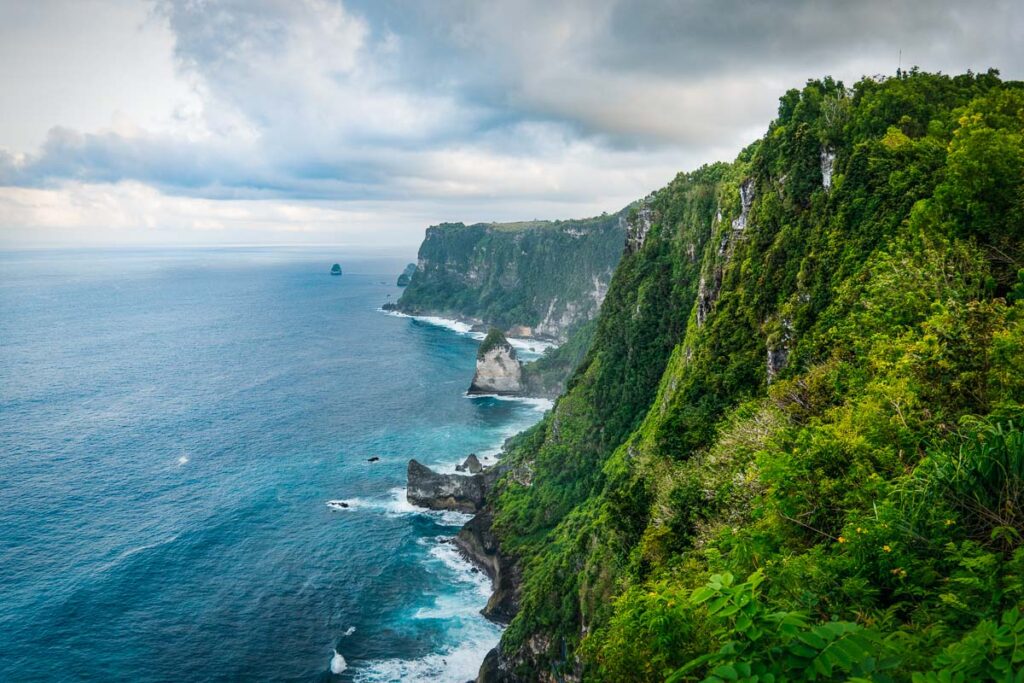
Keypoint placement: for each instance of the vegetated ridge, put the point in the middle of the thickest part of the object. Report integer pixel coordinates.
(794, 449)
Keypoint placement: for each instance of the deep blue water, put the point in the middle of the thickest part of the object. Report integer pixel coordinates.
(172, 426)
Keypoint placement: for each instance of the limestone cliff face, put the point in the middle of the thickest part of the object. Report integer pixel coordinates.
(498, 369)
(427, 488)
(548, 276)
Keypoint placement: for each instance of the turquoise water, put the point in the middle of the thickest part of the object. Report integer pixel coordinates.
(172, 428)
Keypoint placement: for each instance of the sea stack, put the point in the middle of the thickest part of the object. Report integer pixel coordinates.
(498, 369)
(407, 275)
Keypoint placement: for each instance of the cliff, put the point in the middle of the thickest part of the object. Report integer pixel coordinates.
(407, 275)
(543, 279)
(498, 368)
(795, 439)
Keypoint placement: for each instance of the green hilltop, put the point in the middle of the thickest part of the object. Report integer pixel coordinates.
(794, 450)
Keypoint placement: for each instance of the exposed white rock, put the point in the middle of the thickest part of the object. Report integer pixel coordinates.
(745, 201)
(498, 369)
(827, 164)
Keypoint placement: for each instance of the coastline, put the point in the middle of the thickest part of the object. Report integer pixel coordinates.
(472, 549)
(472, 587)
(528, 348)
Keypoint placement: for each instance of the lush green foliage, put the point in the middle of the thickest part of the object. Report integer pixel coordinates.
(824, 393)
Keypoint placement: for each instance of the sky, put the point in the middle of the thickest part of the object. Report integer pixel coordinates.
(361, 122)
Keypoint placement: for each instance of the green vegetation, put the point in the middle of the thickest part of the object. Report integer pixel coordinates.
(494, 340)
(407, 275)
(546, 275)
(794, 450)
(547, 376)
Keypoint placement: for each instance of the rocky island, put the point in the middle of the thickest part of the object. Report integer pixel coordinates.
(407, 275)
(498, 368)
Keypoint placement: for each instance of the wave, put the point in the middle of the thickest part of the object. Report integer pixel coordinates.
(526, 347)
(397, 506)
(346, 504)
(539, 404)
(473, 636)
(338, 664)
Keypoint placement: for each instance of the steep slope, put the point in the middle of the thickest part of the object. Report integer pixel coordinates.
(808, 371)
(540, 279)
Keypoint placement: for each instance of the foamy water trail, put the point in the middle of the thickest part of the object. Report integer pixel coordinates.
(527, 348)
(473, 635)
(470, 636)
(395, 505)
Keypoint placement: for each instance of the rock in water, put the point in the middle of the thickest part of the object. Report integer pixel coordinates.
(427, 488)
(407, 275)
(472, 464)
(338, 664)
(498, 369)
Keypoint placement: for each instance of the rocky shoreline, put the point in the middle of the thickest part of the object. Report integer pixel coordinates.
(475, 541)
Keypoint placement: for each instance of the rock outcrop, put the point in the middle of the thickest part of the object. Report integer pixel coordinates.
(498, 369)
(479, 545)
(472, 465)
(407, 275)
(427, 488)
(548, 276)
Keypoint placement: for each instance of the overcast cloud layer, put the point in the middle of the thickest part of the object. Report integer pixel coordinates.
(360, 122)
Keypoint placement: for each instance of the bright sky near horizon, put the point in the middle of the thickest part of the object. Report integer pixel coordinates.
(361, 122)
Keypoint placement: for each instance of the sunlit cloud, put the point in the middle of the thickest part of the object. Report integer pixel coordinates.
(367, 120)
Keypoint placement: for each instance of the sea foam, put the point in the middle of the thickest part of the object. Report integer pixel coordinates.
(338, 664)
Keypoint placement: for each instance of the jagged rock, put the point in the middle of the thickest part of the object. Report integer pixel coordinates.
(480, 546)
(407, 275)
(492, 671)
(472, 465)
(498, 369)
(745, 202)
(827, 164)
(427, 488)
(638, 224)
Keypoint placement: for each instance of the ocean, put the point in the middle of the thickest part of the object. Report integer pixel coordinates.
(176, 430)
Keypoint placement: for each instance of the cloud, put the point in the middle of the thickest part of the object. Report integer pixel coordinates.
(419, 112)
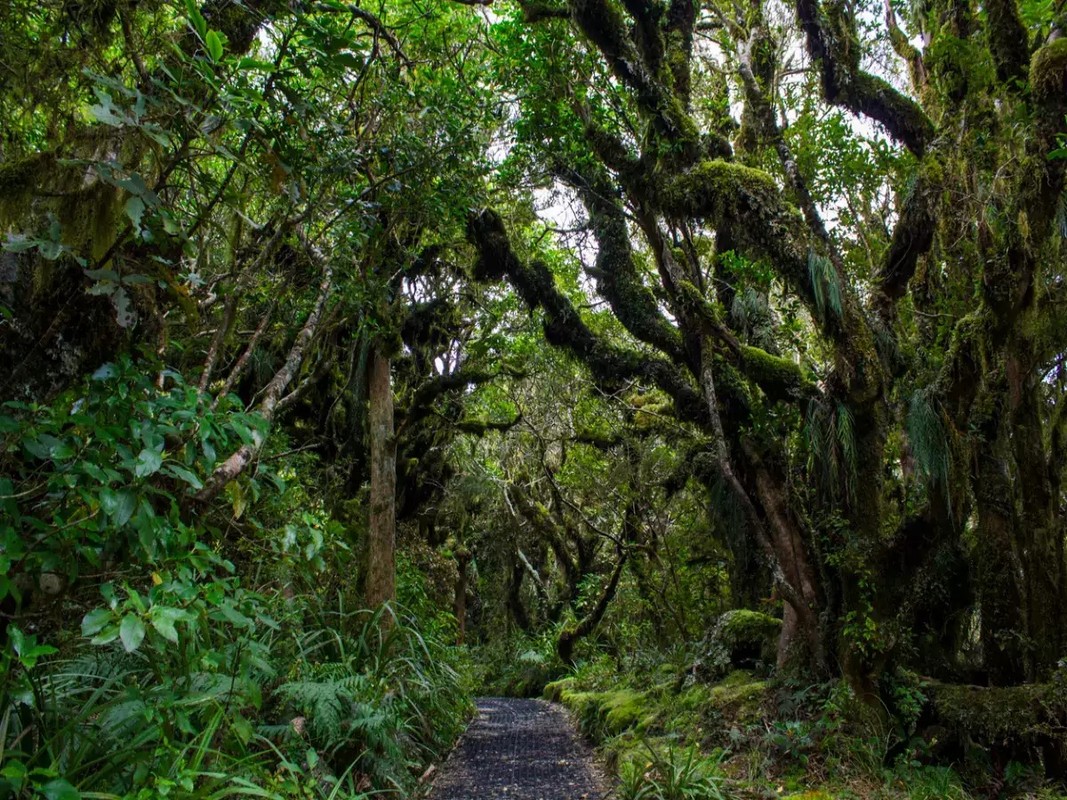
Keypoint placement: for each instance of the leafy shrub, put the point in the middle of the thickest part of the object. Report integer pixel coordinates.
(672, 774)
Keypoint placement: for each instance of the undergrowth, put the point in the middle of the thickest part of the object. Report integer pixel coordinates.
(668, 736)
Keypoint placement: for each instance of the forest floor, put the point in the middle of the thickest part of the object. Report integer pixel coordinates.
(520, 750)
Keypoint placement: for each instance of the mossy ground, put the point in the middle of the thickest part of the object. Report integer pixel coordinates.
(765, 738)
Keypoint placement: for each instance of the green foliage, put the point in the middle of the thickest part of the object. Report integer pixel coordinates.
(672, 774)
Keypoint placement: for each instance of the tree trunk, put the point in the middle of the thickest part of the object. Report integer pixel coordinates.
(381, 542)
(240, 459)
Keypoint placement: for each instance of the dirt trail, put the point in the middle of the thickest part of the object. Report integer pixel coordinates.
(520, 750)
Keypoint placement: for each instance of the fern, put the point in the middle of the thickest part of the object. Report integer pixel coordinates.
(832, 453)
(825, 284)
(929, 442)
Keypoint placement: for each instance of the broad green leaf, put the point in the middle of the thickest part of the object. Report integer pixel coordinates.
(60, 789)
(185, 475)
(195, 18)
(213, 45)
(94, 621)
(163, 620)
(148, 462)
(131, 632)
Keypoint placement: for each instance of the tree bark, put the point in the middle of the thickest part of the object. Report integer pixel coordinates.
(381, 541)
(240, 459)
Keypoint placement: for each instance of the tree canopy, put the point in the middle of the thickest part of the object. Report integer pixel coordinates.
(356, 350)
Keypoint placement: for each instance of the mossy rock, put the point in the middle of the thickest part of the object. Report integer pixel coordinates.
(1048, 72)
(604, 714)
(739, 697)
(741, 639)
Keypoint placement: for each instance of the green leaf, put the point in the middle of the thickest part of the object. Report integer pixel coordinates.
(105, 371)
(163, 620)
(60, 789)
(195, 18)
(131, 632)
(94, 621)
(186, 475)
(213, 45)
(107, 636)
(148, 462)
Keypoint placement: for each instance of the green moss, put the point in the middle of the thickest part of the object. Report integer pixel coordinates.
(603, 714)
(738, 697)
(1048, 72)
(959, 67)
(774, 372)
(717, 190)
(17, 179)
(744, 625)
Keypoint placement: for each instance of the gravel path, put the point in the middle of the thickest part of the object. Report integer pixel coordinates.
(520, 750)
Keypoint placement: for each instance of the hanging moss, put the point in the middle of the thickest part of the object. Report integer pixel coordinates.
(741, 638)
(717, 190)
(776, 374)
(17, 180)
(1048, 72)
(959, 67)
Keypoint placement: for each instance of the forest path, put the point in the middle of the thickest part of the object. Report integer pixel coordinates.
(520, 750)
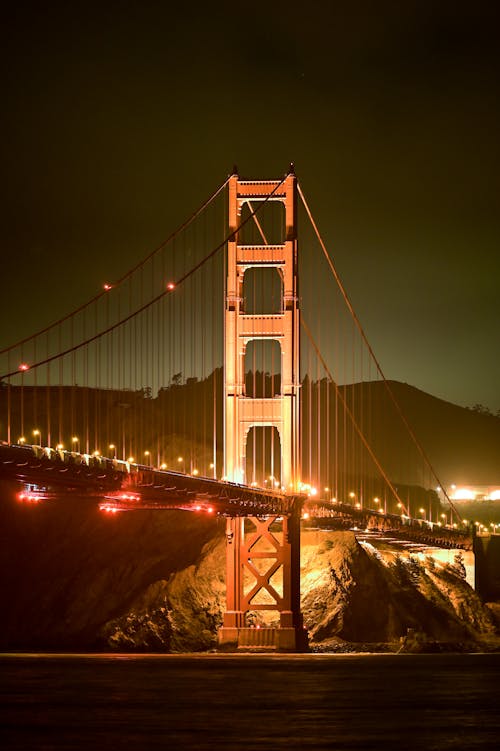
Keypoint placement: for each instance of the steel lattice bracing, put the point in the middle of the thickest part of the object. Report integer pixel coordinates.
(271, 550)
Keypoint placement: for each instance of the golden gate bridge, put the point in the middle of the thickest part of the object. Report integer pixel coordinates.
(226, 373)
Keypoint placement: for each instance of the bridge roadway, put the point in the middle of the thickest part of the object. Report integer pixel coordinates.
(47, 474)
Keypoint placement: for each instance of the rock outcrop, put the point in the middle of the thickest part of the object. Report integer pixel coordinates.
(72, 577)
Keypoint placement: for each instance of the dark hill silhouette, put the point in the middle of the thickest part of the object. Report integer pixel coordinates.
(462, 444)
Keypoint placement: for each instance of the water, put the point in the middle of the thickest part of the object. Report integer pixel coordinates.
(259, 702)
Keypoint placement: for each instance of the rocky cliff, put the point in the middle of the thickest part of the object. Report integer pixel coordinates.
(72, 577)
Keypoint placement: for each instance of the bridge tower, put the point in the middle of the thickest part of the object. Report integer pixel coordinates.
(263, 566)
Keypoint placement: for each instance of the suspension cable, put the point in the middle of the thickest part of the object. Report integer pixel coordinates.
(377, 364)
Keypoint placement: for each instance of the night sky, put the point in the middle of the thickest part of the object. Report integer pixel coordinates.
(119, 119)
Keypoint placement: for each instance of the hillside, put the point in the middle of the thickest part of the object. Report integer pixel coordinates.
(462, 445)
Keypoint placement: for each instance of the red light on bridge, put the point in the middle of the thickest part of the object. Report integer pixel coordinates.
(28, 498)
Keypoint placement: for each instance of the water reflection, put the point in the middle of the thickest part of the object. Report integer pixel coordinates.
(249, 701)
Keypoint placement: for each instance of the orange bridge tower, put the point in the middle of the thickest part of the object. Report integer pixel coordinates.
(263, 553)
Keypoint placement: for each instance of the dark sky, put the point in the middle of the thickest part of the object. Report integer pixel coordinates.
(119, 119)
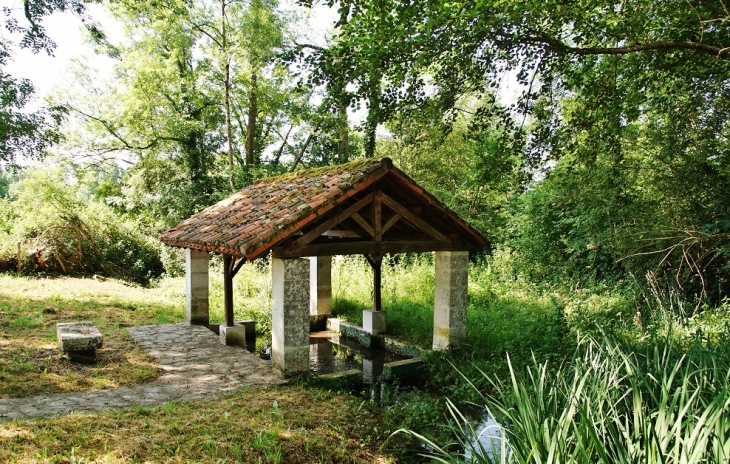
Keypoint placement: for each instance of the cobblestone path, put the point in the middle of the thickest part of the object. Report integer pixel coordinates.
(195, 364)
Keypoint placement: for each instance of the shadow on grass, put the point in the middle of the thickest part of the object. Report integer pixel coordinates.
(30, 359)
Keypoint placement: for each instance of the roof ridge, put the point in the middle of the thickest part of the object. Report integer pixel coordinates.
(323, 170)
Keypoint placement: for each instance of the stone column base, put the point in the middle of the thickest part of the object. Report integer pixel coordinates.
(233, 336)
(373, 322)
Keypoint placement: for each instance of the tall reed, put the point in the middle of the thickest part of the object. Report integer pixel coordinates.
(607, 405)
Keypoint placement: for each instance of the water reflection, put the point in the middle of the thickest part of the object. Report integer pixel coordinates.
(329, 353)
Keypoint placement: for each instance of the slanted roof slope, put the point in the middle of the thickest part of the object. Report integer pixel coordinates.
(359, 202)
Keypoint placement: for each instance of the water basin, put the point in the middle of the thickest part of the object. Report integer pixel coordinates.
(330, 352)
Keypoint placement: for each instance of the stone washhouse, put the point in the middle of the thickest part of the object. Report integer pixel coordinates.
(303, 218)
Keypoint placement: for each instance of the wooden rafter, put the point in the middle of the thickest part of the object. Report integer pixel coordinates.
(377, 215)
(319, 230)
(363, 223)
(413, 219)
(390, 223)
(340, 233)
(363, 248)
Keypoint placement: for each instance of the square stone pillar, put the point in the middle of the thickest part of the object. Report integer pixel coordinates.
(449, 312)
(290, 317)
(197, 308)
(320, 285)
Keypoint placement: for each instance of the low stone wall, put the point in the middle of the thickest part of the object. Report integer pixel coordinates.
(373, 341)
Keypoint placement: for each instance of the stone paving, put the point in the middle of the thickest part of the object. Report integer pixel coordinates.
(195, 366)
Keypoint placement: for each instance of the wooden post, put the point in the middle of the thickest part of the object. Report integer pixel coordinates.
(228, 288)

-*-*-

Exercise details: Write out, word for word, the line containing "Keypoint placement: for each instance of the tall" and every line after it to the end of the data above.

Answer to this problem:
Keypoint placement: for each instance of the tall reed, put the point in the middle of the thickest part of the object. Report integer pixel coordinates.
(607, 405)
Keypoint placement: for each instance of the water reflection, put the point in the middle of the thickest part of the object. Report integer pixel coordinates.
(329, 353)
Keypoint placement: for each instance of the slanted roof slope, put the point in the middle of the thickest part of the object. Report integer pixel coordinates.
(359, 202)
Keypoint placement: for each instance of the water basin, put the point in the middle of the thickest part of the object. Report integer pixel coordinates.
(330, 352)
Keypoint placement: for each instance of the stone washhouse, put the point in the middle of the thickest part of the object. Report integer pixel coordinates.
(303, 218)
Keypoint placement: for each instance of the wooden rafter, put the point in the middle of the thickest part of the object. Report integer pixel coordinates.
(377, 215)
(319, 230)
(363, 223)
(413, 219)
(390, 223)
(340, 233)
(363, 248)
Keypoint placement: for each instance of the square stone pillar, put the point in the middle of the thickest part of the object. Report integer pixel coordinates.
(449, 312)
(290, 317)
(197, 308)
(320, 285)
Keypoint placement: for each instance of the low stone wall, put the point in the middle of the thickest part of the object. Report integer pixel coordinates.
(373, 341)
Keypoint placement: for each instance of the stone paving, put the point in the middle of the thickest part of the object. Report integer pixel coordinates.
(195, 366)
Keypoint placement: for each instance of the wooden post, put the point in the middle of the thickest part of the object. Report integer pixel coordinates.
(228, 288)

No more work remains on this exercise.